===== DATA FOR PROCESSING =====

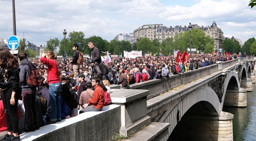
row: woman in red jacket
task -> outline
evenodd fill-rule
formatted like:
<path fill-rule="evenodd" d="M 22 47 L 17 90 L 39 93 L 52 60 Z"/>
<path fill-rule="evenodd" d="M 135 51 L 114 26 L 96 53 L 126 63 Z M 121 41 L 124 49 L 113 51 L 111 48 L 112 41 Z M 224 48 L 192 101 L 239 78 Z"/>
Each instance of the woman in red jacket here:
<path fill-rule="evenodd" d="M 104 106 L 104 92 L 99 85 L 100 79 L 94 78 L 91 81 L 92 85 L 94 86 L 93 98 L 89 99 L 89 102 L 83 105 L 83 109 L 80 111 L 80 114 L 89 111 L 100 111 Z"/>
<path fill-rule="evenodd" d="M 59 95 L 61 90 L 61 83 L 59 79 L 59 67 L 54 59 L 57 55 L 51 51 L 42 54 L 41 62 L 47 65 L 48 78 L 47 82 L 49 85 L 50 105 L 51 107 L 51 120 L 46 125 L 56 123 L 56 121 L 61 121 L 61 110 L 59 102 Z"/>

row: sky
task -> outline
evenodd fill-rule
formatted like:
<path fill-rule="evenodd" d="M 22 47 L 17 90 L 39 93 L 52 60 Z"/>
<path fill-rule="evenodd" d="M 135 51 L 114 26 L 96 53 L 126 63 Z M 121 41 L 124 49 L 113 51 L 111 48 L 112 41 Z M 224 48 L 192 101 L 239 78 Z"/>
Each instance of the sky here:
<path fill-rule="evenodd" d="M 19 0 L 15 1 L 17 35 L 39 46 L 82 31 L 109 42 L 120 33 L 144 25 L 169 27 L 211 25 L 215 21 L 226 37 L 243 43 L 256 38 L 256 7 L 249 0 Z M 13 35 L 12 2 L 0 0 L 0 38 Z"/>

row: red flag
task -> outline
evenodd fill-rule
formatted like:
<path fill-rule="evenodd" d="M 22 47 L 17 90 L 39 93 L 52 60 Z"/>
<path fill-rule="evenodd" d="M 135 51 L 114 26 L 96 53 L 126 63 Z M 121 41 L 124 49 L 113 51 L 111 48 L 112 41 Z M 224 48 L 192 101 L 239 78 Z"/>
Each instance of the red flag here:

=====

■ GOAL OF THE EXERCISE ■
Starting at the beginning of the entries and ending with the line that contains "104 106 L 104", rewrite each line as a Markdown table with the columns Row and Text, numbering the lines and skipping blank ones. Leave the pictures out of the table.

■ RESULT FOR THIS EXERCISE ■
| Row | Text |
|---|---|
| 1 | row: woman in red jacket |
| 2 | task -> outline |
| 3 | evenodd fill-rule |
| 4 | formatted like: |
| 5 | <path fill-rule="evenodd" d="M 22 47 L 17 90 L 39 93 L 52 60 Z"/> |
| 6 | <path fill-rule="evenodd" d="M 135 51 L 114 26 L 96 53 L 126 63 Z M 121 41 L 124 49 L 113 51 L 111 48 L 112 41 Z M 224 48 L 192 101 L 239 78 Z"/> |
| 7 | Each instance of the woman in red jacket here: |
| 8 | <path fill-rule="evenodd" d="M 104 106 L 104 92 L 99 85 L 100 79 L 94 78 L 91 81 L 92 85 L 94 86 L 93 98 L 89 99 L 89 102 L 83 105 L 83 109 L 80 111 L 80 114 L 89 111 L 100 111 Z"/> |